* MATERIAL SUPPLIED *
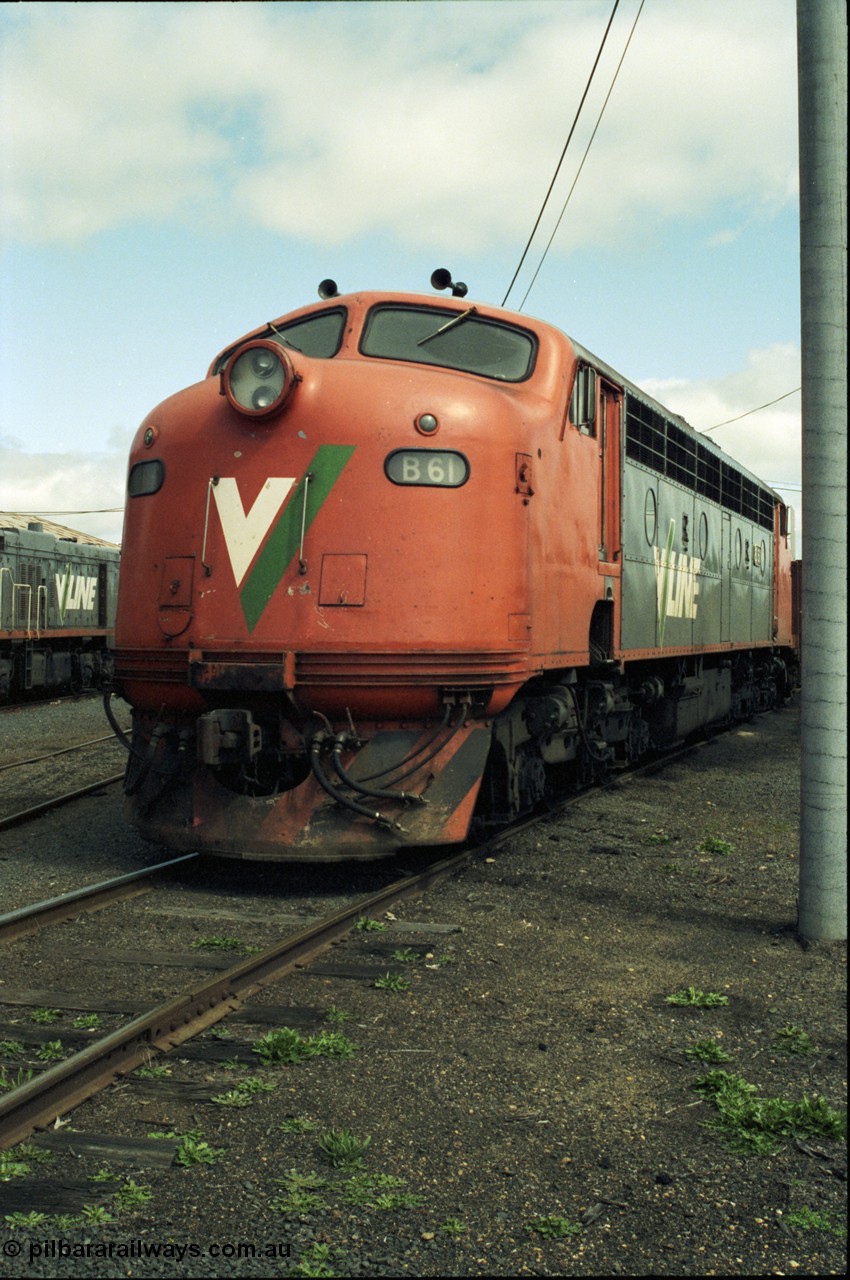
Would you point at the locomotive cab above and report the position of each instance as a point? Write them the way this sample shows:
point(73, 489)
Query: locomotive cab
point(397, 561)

--

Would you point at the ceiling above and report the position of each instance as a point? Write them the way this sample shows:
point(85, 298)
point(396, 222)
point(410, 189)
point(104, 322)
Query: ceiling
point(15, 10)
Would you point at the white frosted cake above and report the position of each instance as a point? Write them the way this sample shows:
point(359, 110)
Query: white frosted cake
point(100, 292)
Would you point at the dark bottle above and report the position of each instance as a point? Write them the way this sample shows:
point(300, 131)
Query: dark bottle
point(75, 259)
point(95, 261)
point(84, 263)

* TASK DESCRIPTION *
Go through the listing above and copy each line where the string "report" appears.

* WORKED SOLUTION *
Would you point at the locomotive cab above and report the position of each instance as a point? Write them the way this sample shows:
Would you point at the ceiling above and report the position of each instance as a point? Write them the way this sample shows:
Would you point at the white frosted cake above and report the position of each instance as a point? Write them the way this sample shows:
Would you point at the dark bottle above and report the position of each instance as a point? Write them the way this sample shows:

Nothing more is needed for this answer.